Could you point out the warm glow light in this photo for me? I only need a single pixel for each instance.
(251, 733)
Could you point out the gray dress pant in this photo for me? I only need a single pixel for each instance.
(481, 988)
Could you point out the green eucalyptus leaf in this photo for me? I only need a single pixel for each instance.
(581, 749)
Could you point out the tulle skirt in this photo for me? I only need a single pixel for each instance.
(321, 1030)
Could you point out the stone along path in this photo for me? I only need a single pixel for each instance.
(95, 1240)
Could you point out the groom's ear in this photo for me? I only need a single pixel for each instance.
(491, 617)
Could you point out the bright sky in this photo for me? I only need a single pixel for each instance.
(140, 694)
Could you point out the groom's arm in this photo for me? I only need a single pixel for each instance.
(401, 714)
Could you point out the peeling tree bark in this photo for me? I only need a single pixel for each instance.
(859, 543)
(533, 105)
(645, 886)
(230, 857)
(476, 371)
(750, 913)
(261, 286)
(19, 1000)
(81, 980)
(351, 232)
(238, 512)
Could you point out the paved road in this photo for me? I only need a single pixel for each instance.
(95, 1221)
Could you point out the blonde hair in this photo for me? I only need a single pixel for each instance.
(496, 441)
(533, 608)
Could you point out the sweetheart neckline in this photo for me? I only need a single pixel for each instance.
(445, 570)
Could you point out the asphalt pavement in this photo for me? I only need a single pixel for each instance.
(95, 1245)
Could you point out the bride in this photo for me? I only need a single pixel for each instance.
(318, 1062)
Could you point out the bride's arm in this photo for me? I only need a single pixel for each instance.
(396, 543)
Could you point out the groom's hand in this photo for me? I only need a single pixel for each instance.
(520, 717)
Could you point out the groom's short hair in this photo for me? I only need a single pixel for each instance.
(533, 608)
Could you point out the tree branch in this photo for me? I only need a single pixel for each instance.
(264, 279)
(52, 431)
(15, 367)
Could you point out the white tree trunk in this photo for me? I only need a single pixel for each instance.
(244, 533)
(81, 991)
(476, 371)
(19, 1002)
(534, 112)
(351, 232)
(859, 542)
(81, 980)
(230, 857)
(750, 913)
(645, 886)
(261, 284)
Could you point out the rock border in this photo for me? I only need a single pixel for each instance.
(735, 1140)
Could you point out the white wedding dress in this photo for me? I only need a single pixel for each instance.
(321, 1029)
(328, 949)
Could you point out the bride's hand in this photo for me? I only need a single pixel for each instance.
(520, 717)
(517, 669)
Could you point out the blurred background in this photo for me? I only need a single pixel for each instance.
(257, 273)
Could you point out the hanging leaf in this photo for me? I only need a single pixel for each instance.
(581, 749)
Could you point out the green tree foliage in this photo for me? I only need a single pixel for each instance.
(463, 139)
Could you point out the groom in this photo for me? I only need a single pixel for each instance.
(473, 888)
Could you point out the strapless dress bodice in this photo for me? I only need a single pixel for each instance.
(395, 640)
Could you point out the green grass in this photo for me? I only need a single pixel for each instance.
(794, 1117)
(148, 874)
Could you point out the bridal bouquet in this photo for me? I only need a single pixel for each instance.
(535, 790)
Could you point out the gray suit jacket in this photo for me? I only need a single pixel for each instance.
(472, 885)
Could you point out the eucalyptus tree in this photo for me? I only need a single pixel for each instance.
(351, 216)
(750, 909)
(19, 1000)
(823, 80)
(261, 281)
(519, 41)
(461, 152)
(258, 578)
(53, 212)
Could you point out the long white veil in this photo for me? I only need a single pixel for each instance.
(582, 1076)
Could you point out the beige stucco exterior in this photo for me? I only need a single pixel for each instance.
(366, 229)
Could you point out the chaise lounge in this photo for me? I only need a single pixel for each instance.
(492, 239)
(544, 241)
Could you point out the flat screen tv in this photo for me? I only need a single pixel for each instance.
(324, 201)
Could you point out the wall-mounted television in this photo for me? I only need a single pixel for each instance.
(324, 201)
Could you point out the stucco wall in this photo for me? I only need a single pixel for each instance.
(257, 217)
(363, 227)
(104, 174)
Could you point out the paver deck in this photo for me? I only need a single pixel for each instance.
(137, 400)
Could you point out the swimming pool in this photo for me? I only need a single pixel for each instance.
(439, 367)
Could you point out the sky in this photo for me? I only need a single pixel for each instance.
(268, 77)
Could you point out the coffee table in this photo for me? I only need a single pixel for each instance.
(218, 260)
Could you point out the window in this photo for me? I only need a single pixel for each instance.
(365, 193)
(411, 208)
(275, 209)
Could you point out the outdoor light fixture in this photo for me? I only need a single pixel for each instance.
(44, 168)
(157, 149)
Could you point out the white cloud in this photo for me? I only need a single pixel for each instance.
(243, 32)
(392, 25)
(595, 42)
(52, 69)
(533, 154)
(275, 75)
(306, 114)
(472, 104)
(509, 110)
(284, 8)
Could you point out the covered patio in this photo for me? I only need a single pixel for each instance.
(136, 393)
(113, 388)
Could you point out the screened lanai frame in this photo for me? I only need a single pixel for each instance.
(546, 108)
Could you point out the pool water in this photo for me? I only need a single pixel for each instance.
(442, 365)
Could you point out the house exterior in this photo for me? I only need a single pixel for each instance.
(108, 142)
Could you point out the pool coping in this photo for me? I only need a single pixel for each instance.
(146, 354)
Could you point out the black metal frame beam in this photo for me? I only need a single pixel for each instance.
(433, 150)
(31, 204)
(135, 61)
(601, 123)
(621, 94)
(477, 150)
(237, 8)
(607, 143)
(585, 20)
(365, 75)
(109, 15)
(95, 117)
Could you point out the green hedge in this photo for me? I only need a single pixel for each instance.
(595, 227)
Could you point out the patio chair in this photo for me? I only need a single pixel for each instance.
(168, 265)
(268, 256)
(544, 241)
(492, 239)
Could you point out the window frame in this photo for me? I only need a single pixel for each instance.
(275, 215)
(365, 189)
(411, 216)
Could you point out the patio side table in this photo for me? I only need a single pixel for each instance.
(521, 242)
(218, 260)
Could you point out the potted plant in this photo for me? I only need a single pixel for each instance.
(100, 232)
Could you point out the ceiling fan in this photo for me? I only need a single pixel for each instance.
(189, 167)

**TRY IT**. Please return the whole listing, line for line, exactly.

**SOLUTION BELOW**.
Could you point out the warm glow light in this photo for me? I only need a single pixel for each instance.
(251, 733)
Could you point out the gray dress pant in this photo for me? I only need a single pixel for each instance.
(481, 988)
Could you point out the green eucalyptus leaf in this photo for me? I only need a single pixel for each instance.
(581, 749)
Could you point out the tulle skirt in this photo for me? I only need a single pixel for each instance.
(321, 1030)
Could you point out the stone along path in this photo for me? I only need a single pixel for each instance.
(95, 1240)
Could you point out the groom's ear in this photo for me? I only need a single pixel for each instance.
(491, 617)
Could you point out the bright sky in this photo for me? I only need a single pixel for each instance.
(140, 694)
Could you point out the groom's arm in this photo for me? I only need a single pixel for each instance.
(401, 714)
Could you point out the peeling tree bark in this photo for me? I only need a single pixel for each instance.
(859, 543)
(533, 105)
(645, 886)
(230, 857)
(476, 371)
(750, 913)
(261, 286)
(19, 1000)
(81, 980)
(351, 232)
(238, 512)
Could you point out the paved road in this photo for me? I only need a single pixel for each instance.
(95, 1221)
Could you point out the blonde hair in this photo for me? I only need a single pixel for each instance.
(496, 441)
(533, 608)
Could you point out the sweetheart neckline in this photo for me? I only need a single pixel for each instance.
(445, 570)
Could you point out the asphalt pavement in this photo for me? I only need a single pixel for each instance.
(95, 1245)
Could you point out the bride in this photo for me? I only need a single pixel for each instance.
(318, 1062)
Could you point out the bride's arm in this photo for me? I only need a single pixel for each instance.
(396, 543)
Could you point out the groom's hand in this photo for me? I only need a single pixel for each instance.
(520, 717)
Could you point out the groom's short hair in this photo for me? I only need a single pixel for each instance.
(533, 608)
Could you point out the tree branch in this photo for me? I only need a single pixel for each instance.
(264, 279)
(52, 431)
(15, 367)
Could you point out the white tree trunk in this photo for me? I only need a single pixel for each instance.
(244, 533)
(81, 991)
(476, 371)
(19, 1002)
(534, 112)
(351, 232)
(859, 542)
(81, 980)
(230, 857)
(750, 913)
(645, 886)
(261, 284)
Could you point out the rock border in this photo for me? I only need a single pixel for each instance.
(735, 1140)
Could you point out the white wedding dress in this photo for me? I only need a single pixel for each instance.
(321, 1029)
(328, 949)
Could you point out the bride's hand in this photo for me? I only need a single pixel for each instance.
(520, 717)
(517, 669)
Could you point out the blurred background in this photo for me? I only need a single pixel for each instance.
(257, 273)
Could you point out the hanging leaf in this photo for me? I only need a single pixel for each instance.
(581, 749)
Could you point out the green tree foliage in this photo for me? I only need a single pixel for each instance.
(463, 139)
Could you point out the groom in this photo for me? I only need a single pixel for each instance.
(473, 888)
Could you point out the strapless dress bodice in this photo for me? I only need a single pixel for each instance.
(395, 640)
Could you point out the green grass in this photo for me? I only need a single pixel for each instance.
(794, 1117)
(148, 874)
Could you point out the bridal bouquet in this photo for me? I only need a single pixel for each instance.
(535, 790)
Could you point out the gray suit jacket in this photo for me? I only need a single pixel for each instance.
(472, 885)
Could you point out the eucalyptus tree in this photo for me? I only need a single pixel for each instance.
(351, 216)
(750, 909)
(19, 1000)
(823, 80)
(261, 281)
(519, 41)
(461, 152)
(258, 578)
(53, 212)
Could you point out the long white veil in this photo for me? I only need a single pixel for each instance.
(582, 1076)
Could you point out the beige stucco exterior in this photo for me? I only need a single pixel for each instance.
(366, 229)
Could you point out the chaise lounge in this photo for me? I only need a single pixel for each instance.
(492, 239)
(544, 241)
Could you point out the flat screen tv in this photo for me? I only need a single pixel for each instance.
(324, 201)
Could you point out the wall-mounted television in this photo for me? I only need a single pixel for each instance.
(324, 201)
Could you point out the stucco wall in this photo for me? I only need a single pixel for each instance.
(257, 217)
(363, 227)
(104, 174)
Could you point out the paver deck in this photo for me? I only need a single pixel for each instance.
(137, 400)
Could you point out the swimming pool in this photo for me? I only need a single pixel for each instance.
(439, 367)
Could you point out the sky in this photo for me? I only need a single pixel for each instance.
(268, 77)
Could you point out the coffee table in this photo for me? I only need a single pixel for each instance.
(218, 260)
Could you point out the window in this photo for me? I only need a single pixel for each instance.
(365, 193)
(411, 208)
(275, 209)
Could you point out the outdoor light fixture in this photo for me? I only need a single pixel for each instance.
(44, 168)
(157, 149)
Could you point out the white cloud in this photo for me? I only need a single pixel for each instance.
(243, 32)
(392, 25)
(595, 42)
(52, 69)
(533, 154)
(275, 75)
(306, 114)
(472, 104)
(509, 110)
(284, 8)
Could you point out the covered patio in this photo for me? I only need a single pixel for each instance.
(136, 393)
(113, 388)
Could you point out the screened lanai frame in this photo for me? I only need a single pixel for each instance.
(546, 108)
Could you point out the pool water in this photo for me? I only need a single pixel for each instance.
(442, 365)
Could you point out the house exterior in this photo for me? I only need a single pixel for each instance.
(108, 142)
Could you point out the pool coping in this photo for me? I only need a single pixel for each instance.
(146, 354)
Could you point out the black metal frame beam in this photo for me? I only need a single pixel for each instance.
(433, 150)
(31, 204)
(135, 61)
(601, 123)
(621, 94)
(477, 150)
(237, 8)
(607, 143)
(585, 20)
(365, 75)
(109, 15)
(95, 117)
Could you point out the green hedge in this photo for me? I only need a single pixel for each instance.
(595, 227)
Could you point out the patio chair in this photo for me? I only need a single pixel for each instance.
(168, 265)
(268, 256)
(544, 241)
(492, 239)
Could you point out the window frame in this photo for me? I only need a single pixel for each instance.
(275, 215)
(365, 189)
(411, 216)
Could you point out the patio side table in this photo for me? I only need a single pixel for each instance.
(521, 242)
(218, 260)
Could you point out the potted plant in this photo for me? I only need a single pixel for each instance.
(100, 232)
Could you point out the ceiling fan in this photo for me? I only need a single pixel for each instance.
(189, 167)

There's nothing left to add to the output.